→ **INSTRUCTIONS FOR THE TASK**
Copy the lines below without any changes, starting at the line containing "Point out the bicycle front" and ending at the line containing "<point>270,71</point>", with both of those lines included.

Point labeling dataset rows:
— START —

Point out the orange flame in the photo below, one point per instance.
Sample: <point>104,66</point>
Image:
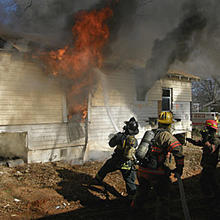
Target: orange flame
<point>75,63</point>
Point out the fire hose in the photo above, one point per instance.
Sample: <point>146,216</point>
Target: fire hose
<point>182,197</point>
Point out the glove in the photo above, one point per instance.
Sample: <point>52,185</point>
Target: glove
<point>178,171</point>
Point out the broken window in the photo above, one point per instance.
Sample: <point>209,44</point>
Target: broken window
<point>166,99</point>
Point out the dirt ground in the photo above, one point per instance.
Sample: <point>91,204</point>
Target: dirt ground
<point>61,191</point>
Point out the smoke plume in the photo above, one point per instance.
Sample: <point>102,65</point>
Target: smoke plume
<point>161,35</point>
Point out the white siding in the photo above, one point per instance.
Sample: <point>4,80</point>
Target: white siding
<point>30,102</point>
<point>116,93</point>
<point>27,95</point>
<point>52,137</point>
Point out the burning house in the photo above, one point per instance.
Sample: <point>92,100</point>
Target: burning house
<point>62,101</point>
<point>35,122</point>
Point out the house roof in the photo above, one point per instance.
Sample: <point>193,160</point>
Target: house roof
<point>181,74</point>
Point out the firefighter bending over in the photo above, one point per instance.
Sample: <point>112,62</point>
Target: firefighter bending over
<point>210,157</point>
<point>153,173</point>
<point>123,158</point>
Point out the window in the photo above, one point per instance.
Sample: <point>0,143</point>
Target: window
<point>166,99</point>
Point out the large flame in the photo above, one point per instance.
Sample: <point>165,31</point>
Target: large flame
<point>75,62</point>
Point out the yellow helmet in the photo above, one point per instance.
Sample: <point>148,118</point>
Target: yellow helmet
<point>165,118</point>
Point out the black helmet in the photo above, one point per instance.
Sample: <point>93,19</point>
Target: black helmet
<point>131,126</point>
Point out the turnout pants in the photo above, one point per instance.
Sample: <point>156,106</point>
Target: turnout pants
<point>128,173</point>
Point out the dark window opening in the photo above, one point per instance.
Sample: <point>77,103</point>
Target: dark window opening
<point>166,99</point>
<point>2,43</point>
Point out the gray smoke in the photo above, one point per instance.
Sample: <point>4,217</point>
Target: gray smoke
<point>182,35</point>
<point>44,22</point>
<point>161,35</point>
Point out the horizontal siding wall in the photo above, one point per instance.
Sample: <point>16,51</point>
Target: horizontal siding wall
<point>27,95</point>
<point>113,102</point>
<point>44,137</point>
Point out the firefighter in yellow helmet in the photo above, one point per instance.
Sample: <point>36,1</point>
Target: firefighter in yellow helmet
<point>153,173</point>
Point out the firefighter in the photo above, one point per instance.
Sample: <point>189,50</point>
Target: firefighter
<point>153,172</point>
<point>123,158</point>
<point>210,144</point>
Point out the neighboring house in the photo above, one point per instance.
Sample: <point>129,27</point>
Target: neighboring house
<point>33,111</point>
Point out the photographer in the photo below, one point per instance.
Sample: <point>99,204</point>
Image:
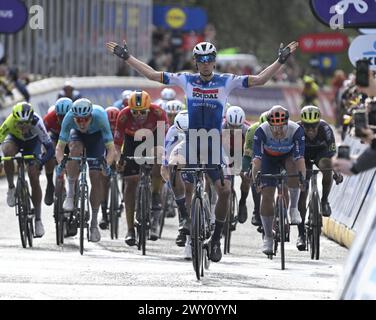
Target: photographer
<point>367,160</point>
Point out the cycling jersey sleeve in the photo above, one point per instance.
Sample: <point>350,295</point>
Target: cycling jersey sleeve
<point>120,128</point>
<point>46,141</point>
<point>330,140</point>
<point>299,144</point>
<point>171,138</point>
<point>258,141</point>
<point>235,81</point>
<point>47,120</point>
<point>4,129</point>
<point>105,128</point>
<point>66,126</point>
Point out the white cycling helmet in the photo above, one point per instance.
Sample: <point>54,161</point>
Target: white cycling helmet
<point>126,94</point>
<point>173,107</point>
<point>235,116</point>
<point>181,121</point>
<point>168,94</point>
<point>204,48</point>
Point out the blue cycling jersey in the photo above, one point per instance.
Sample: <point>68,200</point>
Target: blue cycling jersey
<point>99,122</point>
<point>265,143</point>
<point>206,99</point>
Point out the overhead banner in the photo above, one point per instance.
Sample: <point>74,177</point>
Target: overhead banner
<point>364,47</point>
<point>13,16</point>
<point>339,14</point>
<point>180,18</point>
<point>324,43</point>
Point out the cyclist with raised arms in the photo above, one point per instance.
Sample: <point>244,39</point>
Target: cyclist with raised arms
<point>246,166</point>
<point>207,93</point>
<point>24,129</point>
<point>140,114</point>
<point>52,120</point>
<point>278,143</point>
<point>320,147</point>
<point>86,126</point>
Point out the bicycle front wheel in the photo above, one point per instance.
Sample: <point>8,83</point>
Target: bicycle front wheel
<point>281,210</point>
<point>196,215</point>
<point>316,227</point>
<point>22,213</point>
<point>114,207</point>
<point>82,218</point>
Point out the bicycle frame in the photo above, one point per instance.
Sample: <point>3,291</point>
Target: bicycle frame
<point>24,211</point>
<point>143,204</point>
<point>83,193</point>
<point>200,217</point>
<point>282,230</point>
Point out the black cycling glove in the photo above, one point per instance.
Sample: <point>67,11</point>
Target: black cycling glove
<point>283,54</point>
<point>122,52</point>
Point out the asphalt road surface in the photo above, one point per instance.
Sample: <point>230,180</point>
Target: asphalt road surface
<point>112,270</point>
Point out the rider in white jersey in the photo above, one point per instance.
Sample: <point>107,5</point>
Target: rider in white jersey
<point>207,94</point>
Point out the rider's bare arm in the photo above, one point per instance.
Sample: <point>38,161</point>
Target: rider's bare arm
<point>270,71</point>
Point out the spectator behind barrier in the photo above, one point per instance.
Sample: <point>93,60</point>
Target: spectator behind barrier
<point>367,160</point>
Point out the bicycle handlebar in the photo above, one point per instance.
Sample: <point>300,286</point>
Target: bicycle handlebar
<point>198,170</point>
<point>61,166</point>
<point>25,157</point>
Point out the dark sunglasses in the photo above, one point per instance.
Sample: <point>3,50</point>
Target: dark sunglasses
<point>139,112</point>
<point>82,119</point>
<point>203,59</point>
<point>310,125</point>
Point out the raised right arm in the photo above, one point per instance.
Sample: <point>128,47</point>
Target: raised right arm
<point>138,65</point>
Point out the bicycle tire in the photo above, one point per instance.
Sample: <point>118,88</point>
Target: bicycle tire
<point>281,209</point>
<point>164,209</point>
<point>207,232</point>
<point>114,206</point>
<point>195,237</point>
<point>316,227</point>
<point>142,221</point>
<point>29,216</point>
<point>30,231</point>
<point>21,213</point>
<point>82,218</point>
<point>59,218</point>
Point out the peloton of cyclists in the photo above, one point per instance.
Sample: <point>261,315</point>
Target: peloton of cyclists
<point>207,94</point>
<point>86,126</point>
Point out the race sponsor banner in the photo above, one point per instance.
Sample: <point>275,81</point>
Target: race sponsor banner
<point>363,47</point>
<point>339,14</point>
<point>324,43</point>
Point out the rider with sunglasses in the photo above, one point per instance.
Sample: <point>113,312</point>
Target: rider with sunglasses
<point>140,114</point>
<point>278,143</point>
<point>320,147</point>
<point>24,129</point>
<point>86,126</point>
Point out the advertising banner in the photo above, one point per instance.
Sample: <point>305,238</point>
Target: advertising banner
<point>324,43</point>
<point>339,14</point>
<point>13,16</point>
<point>364,47</point>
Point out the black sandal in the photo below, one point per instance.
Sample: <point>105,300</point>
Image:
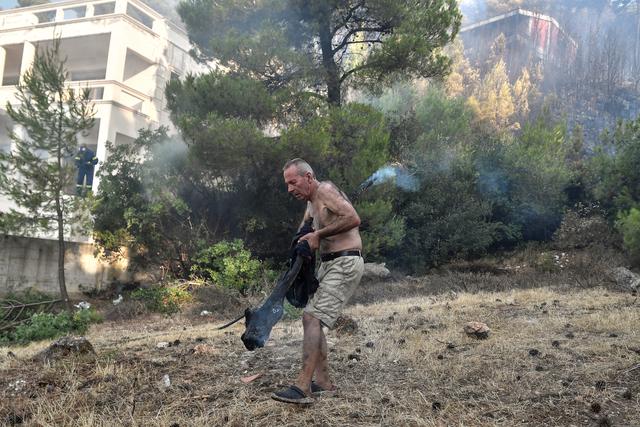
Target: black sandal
<point>292,394</point>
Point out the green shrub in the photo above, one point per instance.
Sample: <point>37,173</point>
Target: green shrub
<point>228,264</point>
<point>291,312</point>
<point>165,299</point>
<point>628,224</point>
<point>42,326</point>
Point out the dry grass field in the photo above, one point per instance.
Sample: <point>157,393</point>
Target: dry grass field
<point>557,355</point>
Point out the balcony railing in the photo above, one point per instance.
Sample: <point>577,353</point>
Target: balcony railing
<point>100,91</point>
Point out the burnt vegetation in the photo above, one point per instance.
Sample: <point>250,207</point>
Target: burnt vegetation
<point>523,213</point>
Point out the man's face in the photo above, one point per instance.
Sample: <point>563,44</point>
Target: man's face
<point>297,185</point>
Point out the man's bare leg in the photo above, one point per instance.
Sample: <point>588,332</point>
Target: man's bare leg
<point>322,368</point>
<point>311,351</point>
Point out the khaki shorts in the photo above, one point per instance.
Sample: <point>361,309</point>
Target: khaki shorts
<point>338,280</point>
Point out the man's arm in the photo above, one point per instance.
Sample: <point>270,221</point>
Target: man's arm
<point>346,217</point>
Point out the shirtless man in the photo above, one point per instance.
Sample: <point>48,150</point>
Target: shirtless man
<point>336,235</point>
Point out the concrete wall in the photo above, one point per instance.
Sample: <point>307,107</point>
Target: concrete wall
<point>30,262</point>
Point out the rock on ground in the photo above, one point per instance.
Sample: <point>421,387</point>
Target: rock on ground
<point>65,347</point>
<point>477,329</point>
<point>625,278</point>
<point>374,270</point>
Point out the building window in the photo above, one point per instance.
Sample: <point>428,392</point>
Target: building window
<point>96,93</point>
<point>47,16</point>
<point>75,12</point>
<point>104,8</point>
<point>139,16</point>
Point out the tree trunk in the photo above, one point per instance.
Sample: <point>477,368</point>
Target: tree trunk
<point>329,64</point>
<point>59,212</point>
<point>61,252</point>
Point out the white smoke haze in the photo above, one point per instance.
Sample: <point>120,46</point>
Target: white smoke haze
<point>392,173</point>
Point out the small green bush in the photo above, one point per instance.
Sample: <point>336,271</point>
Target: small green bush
<point>166,299</point>
<point>228,264</point>
<point>42,326</point>
<point>628,224</point>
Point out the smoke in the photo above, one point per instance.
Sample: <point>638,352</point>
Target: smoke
<point>397,173</point>
<point>473,10</point>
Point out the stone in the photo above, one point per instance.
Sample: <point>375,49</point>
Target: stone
<point>477,330</point>
<point>374,270</point>
<point>65,347</point>
<point>345,325</point>
<point>625,278</point>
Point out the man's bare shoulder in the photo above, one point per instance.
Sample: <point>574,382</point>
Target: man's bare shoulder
<point>329,189</point>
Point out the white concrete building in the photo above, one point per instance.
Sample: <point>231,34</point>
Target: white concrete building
<point>122,50</point>
<point>125,53</point>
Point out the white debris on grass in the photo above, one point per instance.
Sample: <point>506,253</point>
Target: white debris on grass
<point>83,305</point>
<point>166,381</point>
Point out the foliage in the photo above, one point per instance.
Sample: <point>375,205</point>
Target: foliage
<point>35,173</point>
<point>628,224</point>
<point>42,326</point>
<point>164,298</point>
<point>613,176</point>
<point>228,264</point>
<point>237,168</point>
<point>143,203</point>
<point>324,45</point>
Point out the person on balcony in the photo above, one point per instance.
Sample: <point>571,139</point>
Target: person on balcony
<point>86,161</point>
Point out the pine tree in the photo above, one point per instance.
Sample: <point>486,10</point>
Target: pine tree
<point>37,170</point>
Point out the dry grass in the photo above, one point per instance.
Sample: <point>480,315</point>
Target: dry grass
<point>415,367</point>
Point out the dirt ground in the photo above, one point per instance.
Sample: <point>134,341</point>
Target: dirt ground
<point>558,354</point>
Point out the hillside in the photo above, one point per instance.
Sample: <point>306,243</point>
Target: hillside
<point>557,355</point>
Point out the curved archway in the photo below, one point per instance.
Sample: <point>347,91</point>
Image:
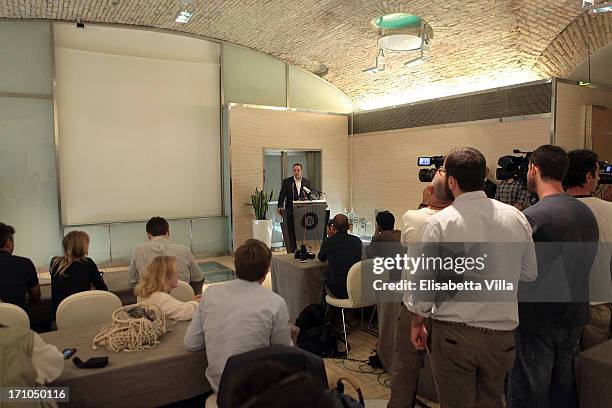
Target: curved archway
<point>572,45</point>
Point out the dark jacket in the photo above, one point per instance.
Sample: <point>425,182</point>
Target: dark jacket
<point>289,192</point>
<point>385,244</point>
<point>78,277</point>
<point>246,375</point>
<point>17,276</point>
<point>341,251</point>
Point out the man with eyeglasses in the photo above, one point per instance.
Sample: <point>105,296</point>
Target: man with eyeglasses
<point>472,331</point>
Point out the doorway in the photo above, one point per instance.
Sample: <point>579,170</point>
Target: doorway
<point>278,166</point>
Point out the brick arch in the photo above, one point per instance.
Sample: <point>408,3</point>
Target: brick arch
<point>571,46</point>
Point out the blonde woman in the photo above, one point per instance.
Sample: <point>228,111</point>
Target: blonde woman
<point>74,272</point>
<point>160,277</point>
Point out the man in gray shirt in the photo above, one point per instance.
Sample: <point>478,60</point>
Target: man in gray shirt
<point>239,316</point>
<point>158,232</point>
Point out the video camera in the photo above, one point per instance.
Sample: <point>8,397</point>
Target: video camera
<point>605,172</point>
<point>513,167</point>
<point>427,175</point>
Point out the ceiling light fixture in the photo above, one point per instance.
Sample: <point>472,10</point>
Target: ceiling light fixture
<point>380,63</point>
<point>187,10</point>
<point>401,32</point>
<point>599,8</point>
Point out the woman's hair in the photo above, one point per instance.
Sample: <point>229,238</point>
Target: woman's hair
<point>76,247</point>
<point>156,277</point>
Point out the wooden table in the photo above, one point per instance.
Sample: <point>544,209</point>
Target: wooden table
<point>154,377</point>
<point>594,376</point>
<point>300,284</point>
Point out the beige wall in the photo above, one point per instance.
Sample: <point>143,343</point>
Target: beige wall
<point>571,111</point>
<point>252,130</point>
<point>384,163</point>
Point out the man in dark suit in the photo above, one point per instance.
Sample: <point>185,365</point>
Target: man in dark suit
<point>293,188</point>
<point>18,277</point>
<point>342,250</point>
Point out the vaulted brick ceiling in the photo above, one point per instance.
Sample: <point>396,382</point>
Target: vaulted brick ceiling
<point>477,43</point>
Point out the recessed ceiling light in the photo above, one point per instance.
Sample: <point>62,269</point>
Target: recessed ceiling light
<point>599,8</point>
<point>187,10</point>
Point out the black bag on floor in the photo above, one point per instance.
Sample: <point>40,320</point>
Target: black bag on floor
<point>343,400</point>
<point>316,336</point>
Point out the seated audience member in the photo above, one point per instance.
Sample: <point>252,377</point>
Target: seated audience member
<point>155,285</point>
<point>556,307</point>
<point>472,331</point>
<point>239,315</point>
<point>384,237</point>
<point>26,360</point>
<point>580,181</point>
<point>158,232</point>
<point>407,360</point>
<point>18,275</point>
<point>513,192</point>
<point>342,250</point>
<point>74,272</point>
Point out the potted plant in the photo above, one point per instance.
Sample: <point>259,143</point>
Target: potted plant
<point>262,227</point>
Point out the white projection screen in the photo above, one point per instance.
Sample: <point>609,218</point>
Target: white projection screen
<point>138,125</point>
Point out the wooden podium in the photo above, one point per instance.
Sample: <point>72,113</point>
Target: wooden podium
<point>309,223</point>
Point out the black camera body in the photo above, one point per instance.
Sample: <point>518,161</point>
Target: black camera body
<point>605,173</point>
<point>427,175</point>
<point>513,167</point>
<point>302,254</point>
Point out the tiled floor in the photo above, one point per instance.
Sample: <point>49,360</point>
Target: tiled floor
<point>374,383</point>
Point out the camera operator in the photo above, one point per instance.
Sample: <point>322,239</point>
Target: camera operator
<point>472,333</point>
<point>548,333</point>
<point>581,181</point>
<point>407,359</point>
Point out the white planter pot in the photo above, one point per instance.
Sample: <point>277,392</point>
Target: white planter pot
<point>262,230</point>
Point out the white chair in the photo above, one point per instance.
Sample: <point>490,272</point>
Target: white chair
<point>183,292</point>
<point>355,299</point>
<point>86,308</point>
<point>13,316</point>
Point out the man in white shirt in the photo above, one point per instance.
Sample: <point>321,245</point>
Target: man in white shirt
<point>407,360</point>
<point>239,316</point>
<point>581,180</point>
<point>26,358</point>
<point>158,232</point>
<point>473,329</point>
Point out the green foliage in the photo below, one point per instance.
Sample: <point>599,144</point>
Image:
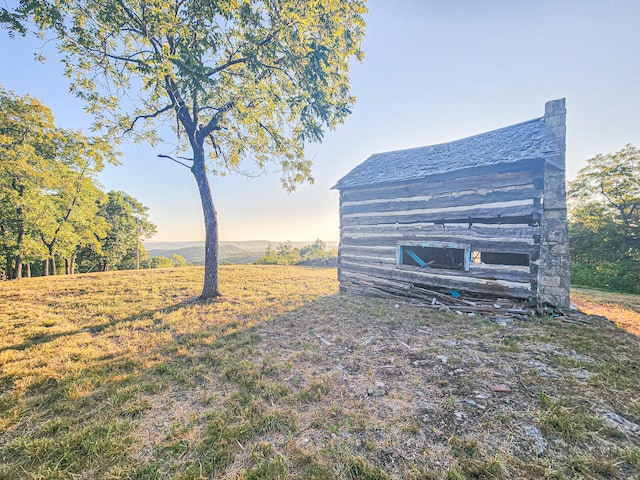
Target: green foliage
<point>48,191</point>
<point>127,222</point>
<point>604,223</point>
<point>161,262</point>
<point>241,80</point>
<point>178,260</point>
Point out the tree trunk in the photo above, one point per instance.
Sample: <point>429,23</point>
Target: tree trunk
<point>20,255</point>
<point>210,288</point>
<point>52,261</point>
<point>9,270</point>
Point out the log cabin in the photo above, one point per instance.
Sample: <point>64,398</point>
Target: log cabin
<point>485,214</point>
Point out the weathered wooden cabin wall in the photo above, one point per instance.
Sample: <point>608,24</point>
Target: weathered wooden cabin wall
<point>492,210</point>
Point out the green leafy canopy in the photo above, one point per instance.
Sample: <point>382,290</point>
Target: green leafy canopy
<point>243,79</point>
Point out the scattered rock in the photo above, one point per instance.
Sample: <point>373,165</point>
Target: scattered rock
<point>539,441</point>
<point>582,375</point>
<point>475,404</point>
<point>500,388</point>
<point>503,322</point>
<point>615,420</point>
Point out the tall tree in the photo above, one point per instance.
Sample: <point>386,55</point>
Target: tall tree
<point>604,222</point>
<point>128,221</point>
<point>28,148</point>
<point>241,79</point>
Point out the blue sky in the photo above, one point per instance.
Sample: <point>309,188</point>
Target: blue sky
<point>434,71</point>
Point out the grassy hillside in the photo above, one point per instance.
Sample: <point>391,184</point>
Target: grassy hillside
<point>123,375</point>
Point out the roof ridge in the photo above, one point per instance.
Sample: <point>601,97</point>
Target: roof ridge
<point>459,139</point>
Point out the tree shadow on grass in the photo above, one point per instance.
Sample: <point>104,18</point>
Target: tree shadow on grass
<point>39,339</point>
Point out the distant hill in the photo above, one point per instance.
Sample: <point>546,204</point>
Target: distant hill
<point>229,252</point>
<point>194,254</point>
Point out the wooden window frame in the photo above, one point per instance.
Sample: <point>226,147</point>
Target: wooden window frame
<point>400,254</point>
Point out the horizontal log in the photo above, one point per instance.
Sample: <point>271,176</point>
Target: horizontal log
<point>479,245</point>
<point>476,272</point>
<point>401,278</point>
<point>524,192</point>
<point>489,232</point>
<point>503,175</point>
<point>514,214</point>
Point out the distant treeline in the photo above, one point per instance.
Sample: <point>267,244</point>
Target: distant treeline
<point>313,254</point>
<point>53,211</point>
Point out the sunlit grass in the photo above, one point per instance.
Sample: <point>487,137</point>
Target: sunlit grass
<point>125,375</point>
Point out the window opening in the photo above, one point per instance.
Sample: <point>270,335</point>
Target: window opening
<point>435,255</point>
<point>492,258</point>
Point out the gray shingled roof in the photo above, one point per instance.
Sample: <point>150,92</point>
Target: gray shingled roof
<point>516,143</point>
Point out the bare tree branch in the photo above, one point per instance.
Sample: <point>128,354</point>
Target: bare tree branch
<point>150,115</point>
<point>177,161</point>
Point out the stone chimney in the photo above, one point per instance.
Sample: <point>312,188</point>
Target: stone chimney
<point>554,272</point>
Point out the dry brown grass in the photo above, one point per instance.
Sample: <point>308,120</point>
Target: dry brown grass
<point>124,375</point>
<point>622,309</point>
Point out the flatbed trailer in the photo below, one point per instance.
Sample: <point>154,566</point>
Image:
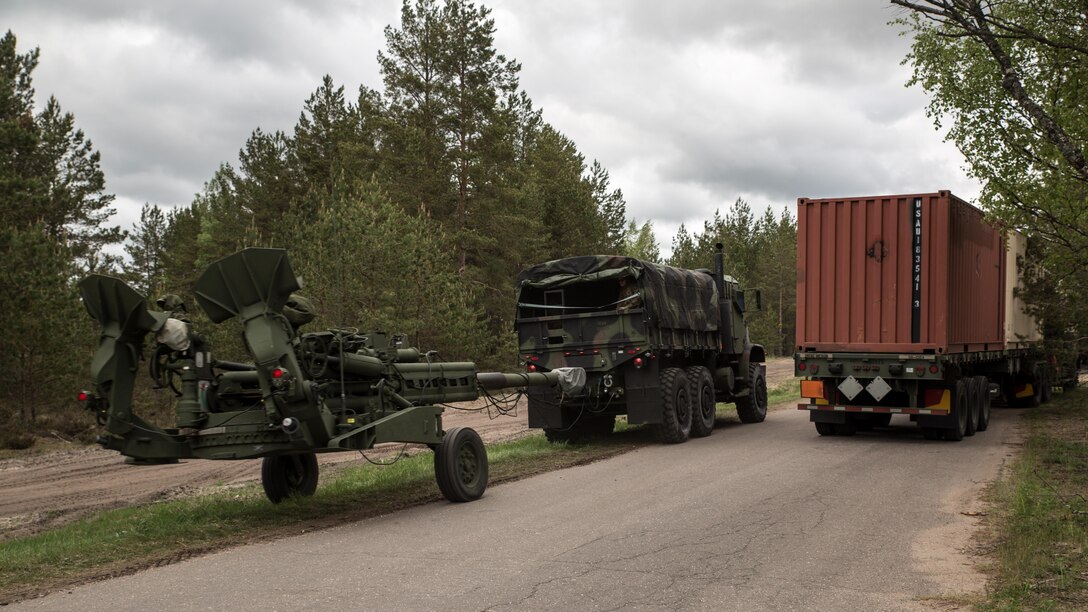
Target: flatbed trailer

— END —

→ **EXERCISE SOLUTION**
Point out the bicycle front wheel in the photo above, one point per instance.
Sample: <point>8,83</point>
Target: bicycle front wheel
<point>281,210</point>
<point>196,215</point>
<point>316,227</point>
<point>22,213</point>
<point>114,207</point>
<point>82,218</point>
Point out the bicycle frame in the photo above, one point per instance.
Sample: <point>3,291</point>
Target: bicycle frame
<point>24,211</point>
<point>143,204</point>
<point>83,193</point>
<point>200,217</point>
<point>282,230</point>
Point out the black cycling glove in the photo above, one point per instance.
Sample: <point>67,11</point>
Target: black cycling glove
<point>283,54</point>
<point>122,52</point>
Point out the asphalt road surface in the photo above, one point per instance.
Sample: <point>230,180</point>
Target: asphalt road surface
<point>112,270</point>
Point out the rider in white jersey in the photo above, one point per instance.
Sample: <point>107,5</point>
Target: rider in white jersey
<point>207,94</point>
Point out the rider's bare arm in the photo above, one point per instance.
Sample: <point>38,161</point>
Target: rider's bare arm
<point>270,71</point>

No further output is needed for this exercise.